__DEINE AUFGABE__. Nenne alle Zahlen, die im folgenden Spielbericht über Freiburg gegen Hoffenheim in Ziffern geschrieben sind, in ihrer Reihenfolge im Text.

__AUSGANGSTEXT__.
Freiburg (SID) - Der SC Freiburg ist unter seinem neuen Trainer Christian Streich im eigenen Stadion einfach nicht zu schlagen. Im Baden-Derby gegen 1899 Hoffenheim holten die Breisgauer am 31. Spieltag mit dem 0:0 einen weiteren wichtigen Punkt im Kampf um den Klassenerhalt. Damit sind die Breisgauer in sämtlichen sieben Heimspielen seit des Amtsantritts von Streich unbesiegt.

Nach acht Partien in Folge ohne Niederlage liegen die Breisgauer drei Spieltage vor dem Saisonende acht Punkte vor dem ersten direkten Abstiegsplatz. Für die Gäste bedeutet das Remis hingegen nach zuletzt zwei Auswärtssiegen wohl das endgültige Ende der Träume von der Europa League.

Vor den Augen von Bundestrainer Joachim Löw unter den 23.500 Zuschauern entwickelte sich von Beginn an eine ausgeglichene und von beiden Team offensiv geführte Partie. Allerdings verpassten es beide Mannschaften zunächst, sich gefährliche Torchancen herauszuspielen.

__INHALT DES DATENSATZES__.
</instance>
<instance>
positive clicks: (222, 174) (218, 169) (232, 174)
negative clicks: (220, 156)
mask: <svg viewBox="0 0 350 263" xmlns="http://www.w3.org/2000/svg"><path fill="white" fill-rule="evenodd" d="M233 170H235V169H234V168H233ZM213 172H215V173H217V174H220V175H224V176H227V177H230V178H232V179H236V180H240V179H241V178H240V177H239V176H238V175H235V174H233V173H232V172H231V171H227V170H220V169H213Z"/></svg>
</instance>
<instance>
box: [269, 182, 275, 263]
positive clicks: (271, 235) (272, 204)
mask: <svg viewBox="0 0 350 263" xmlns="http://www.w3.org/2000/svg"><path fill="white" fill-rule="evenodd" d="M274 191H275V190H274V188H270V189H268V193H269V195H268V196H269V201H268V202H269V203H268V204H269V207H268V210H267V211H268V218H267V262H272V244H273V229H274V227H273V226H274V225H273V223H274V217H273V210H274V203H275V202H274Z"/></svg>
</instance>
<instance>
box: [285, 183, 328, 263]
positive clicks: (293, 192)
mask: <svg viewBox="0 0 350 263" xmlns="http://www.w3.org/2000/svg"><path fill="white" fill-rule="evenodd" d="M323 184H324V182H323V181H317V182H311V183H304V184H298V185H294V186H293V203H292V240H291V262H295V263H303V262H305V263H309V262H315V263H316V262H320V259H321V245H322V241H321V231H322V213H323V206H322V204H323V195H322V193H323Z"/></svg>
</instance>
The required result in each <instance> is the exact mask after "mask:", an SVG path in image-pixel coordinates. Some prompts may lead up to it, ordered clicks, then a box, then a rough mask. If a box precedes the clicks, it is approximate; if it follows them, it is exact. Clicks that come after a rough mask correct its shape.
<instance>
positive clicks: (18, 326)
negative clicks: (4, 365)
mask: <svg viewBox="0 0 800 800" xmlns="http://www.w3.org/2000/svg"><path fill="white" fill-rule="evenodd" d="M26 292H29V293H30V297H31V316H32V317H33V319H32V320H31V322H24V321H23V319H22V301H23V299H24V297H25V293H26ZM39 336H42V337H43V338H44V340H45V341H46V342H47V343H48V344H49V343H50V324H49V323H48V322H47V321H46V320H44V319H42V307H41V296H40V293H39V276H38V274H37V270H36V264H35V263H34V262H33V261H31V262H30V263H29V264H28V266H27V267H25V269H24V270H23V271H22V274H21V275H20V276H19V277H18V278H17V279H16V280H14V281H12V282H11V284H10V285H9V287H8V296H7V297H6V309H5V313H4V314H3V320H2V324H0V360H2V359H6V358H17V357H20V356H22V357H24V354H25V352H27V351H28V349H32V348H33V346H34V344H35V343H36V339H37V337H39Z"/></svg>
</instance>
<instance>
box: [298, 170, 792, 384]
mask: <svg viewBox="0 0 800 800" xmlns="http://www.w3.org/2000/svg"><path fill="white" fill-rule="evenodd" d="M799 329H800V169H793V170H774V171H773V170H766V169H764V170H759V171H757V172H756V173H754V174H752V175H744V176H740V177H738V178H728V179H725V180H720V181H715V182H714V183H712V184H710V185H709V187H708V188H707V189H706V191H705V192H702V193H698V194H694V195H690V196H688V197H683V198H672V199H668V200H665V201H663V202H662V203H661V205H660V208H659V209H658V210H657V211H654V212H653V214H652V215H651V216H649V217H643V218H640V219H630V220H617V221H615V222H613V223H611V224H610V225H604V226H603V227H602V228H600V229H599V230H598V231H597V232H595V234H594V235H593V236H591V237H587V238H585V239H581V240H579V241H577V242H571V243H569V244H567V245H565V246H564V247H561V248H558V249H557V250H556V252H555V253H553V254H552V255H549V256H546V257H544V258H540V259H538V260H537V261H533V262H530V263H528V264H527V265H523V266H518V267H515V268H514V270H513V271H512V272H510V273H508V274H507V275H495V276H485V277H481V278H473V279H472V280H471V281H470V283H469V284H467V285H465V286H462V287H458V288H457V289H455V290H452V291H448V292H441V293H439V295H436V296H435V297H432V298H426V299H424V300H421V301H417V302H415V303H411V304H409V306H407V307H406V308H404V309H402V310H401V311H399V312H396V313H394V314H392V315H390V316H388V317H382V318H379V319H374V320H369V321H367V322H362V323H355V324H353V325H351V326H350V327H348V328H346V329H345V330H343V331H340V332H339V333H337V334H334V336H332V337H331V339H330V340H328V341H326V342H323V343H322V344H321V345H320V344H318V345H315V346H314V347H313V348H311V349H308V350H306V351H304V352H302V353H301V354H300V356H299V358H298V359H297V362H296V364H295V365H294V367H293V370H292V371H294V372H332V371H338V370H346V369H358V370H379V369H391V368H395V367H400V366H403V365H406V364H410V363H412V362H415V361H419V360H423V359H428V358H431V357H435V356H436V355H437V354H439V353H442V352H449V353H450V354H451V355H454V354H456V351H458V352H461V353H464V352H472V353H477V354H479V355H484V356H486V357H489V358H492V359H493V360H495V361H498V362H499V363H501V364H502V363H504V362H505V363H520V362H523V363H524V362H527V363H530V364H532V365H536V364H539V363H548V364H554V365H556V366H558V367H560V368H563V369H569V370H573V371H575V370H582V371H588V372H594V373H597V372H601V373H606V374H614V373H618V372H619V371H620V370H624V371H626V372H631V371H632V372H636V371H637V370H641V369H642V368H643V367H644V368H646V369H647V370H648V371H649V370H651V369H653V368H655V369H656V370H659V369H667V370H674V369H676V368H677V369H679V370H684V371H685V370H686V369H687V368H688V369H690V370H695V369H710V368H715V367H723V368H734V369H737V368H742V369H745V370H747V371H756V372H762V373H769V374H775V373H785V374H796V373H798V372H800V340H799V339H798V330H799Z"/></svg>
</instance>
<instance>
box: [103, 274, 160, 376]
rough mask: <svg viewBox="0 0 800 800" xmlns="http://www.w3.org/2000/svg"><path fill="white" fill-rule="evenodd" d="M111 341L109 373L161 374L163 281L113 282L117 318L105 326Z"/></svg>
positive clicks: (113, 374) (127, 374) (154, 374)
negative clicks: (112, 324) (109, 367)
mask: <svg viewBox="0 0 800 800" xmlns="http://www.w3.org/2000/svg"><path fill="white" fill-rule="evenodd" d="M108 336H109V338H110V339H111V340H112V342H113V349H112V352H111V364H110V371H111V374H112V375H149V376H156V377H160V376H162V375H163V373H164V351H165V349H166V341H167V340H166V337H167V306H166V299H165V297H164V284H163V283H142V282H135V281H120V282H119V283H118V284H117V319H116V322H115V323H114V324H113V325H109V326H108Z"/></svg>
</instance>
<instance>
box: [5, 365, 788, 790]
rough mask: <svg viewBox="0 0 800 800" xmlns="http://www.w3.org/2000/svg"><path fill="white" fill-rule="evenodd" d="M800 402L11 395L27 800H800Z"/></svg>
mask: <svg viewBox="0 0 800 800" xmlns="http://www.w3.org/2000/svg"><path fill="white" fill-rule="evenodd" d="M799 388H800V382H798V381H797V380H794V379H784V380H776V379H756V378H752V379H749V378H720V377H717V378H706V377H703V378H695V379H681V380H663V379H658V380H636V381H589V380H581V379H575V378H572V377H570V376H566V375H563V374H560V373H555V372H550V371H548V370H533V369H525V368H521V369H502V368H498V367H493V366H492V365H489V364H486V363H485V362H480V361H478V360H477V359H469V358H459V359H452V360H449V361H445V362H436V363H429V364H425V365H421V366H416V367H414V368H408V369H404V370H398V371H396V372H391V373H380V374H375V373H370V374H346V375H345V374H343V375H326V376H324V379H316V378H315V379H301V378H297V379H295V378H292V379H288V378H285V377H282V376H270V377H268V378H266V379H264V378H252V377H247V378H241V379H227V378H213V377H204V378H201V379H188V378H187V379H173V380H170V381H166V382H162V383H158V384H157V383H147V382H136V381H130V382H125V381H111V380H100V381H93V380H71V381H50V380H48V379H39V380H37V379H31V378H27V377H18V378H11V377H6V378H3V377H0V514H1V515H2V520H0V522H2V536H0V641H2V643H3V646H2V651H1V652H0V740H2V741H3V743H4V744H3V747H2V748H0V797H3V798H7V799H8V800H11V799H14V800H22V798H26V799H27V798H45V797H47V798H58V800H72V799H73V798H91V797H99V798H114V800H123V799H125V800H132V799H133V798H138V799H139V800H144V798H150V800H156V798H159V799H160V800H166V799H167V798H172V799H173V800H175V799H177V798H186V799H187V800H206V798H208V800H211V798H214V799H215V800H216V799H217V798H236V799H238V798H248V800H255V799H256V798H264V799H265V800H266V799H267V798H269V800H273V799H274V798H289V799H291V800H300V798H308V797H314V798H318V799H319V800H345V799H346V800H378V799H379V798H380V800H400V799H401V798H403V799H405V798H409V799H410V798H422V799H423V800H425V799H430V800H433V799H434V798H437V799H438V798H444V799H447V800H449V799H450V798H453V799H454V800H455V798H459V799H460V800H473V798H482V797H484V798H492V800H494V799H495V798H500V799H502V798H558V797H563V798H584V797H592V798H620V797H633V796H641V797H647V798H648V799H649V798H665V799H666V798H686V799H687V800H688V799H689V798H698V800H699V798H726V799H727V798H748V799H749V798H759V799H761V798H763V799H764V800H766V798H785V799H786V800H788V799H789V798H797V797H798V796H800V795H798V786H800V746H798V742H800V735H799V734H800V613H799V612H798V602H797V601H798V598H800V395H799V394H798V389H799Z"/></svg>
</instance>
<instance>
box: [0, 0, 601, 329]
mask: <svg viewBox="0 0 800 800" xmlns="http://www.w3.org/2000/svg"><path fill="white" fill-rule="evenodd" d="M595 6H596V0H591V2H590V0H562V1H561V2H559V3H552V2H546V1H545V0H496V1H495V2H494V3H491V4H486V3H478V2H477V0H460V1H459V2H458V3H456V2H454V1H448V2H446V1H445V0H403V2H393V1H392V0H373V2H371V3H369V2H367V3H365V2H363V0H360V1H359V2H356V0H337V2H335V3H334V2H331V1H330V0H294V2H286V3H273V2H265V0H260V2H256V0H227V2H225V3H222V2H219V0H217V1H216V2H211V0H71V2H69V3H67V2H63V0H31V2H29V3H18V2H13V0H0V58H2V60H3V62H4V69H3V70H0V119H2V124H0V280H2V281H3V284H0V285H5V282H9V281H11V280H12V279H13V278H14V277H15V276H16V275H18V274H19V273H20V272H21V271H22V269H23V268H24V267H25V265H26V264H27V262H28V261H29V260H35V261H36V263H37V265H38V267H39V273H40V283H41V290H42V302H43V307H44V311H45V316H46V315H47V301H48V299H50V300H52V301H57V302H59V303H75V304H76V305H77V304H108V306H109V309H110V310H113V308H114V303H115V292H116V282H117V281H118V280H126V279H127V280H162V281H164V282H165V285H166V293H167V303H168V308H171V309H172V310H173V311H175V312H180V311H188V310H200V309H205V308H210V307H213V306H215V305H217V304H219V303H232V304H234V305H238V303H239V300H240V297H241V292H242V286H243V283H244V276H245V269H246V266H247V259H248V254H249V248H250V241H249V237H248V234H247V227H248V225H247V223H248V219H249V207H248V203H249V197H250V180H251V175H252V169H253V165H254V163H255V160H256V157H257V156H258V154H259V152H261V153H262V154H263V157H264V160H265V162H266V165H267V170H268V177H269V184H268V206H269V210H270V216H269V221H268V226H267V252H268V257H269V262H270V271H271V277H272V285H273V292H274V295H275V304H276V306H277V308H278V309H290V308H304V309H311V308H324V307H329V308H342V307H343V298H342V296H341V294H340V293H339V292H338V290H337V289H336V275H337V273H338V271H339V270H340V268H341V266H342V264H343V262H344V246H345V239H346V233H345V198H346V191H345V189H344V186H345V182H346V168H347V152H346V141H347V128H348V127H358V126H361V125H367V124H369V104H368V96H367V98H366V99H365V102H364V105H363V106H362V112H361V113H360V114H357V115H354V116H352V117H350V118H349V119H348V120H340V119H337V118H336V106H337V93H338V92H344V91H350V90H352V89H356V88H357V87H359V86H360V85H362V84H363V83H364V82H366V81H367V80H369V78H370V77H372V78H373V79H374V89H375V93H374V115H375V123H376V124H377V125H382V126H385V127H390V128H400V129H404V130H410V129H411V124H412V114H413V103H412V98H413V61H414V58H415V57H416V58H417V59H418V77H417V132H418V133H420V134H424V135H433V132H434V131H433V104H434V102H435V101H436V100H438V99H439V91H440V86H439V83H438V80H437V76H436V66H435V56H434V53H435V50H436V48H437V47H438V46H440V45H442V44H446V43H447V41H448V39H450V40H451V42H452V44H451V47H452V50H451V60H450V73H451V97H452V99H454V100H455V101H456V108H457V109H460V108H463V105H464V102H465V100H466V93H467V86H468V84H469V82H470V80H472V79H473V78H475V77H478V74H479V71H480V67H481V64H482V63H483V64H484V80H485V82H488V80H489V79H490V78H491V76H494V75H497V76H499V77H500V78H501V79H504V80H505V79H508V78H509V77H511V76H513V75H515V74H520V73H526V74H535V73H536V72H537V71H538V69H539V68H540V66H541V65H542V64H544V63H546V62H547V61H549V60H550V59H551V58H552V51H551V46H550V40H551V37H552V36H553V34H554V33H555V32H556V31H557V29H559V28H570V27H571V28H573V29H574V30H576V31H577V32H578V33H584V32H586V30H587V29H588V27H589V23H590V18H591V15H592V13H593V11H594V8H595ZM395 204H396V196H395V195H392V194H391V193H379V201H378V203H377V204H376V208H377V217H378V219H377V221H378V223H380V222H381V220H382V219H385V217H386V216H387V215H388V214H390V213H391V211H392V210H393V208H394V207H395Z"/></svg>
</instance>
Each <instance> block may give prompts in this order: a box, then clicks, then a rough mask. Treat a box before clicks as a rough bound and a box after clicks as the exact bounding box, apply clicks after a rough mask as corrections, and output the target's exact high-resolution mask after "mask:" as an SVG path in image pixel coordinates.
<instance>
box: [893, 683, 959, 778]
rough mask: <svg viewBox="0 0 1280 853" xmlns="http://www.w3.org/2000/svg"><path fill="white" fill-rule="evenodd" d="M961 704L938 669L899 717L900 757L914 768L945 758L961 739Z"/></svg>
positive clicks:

__SCHRIFTLICHE LÖSUNG__. 1899 (1899 Hoffenheim), 31. (31. Spieltag), 0:0, 23.500 (Zuschauer)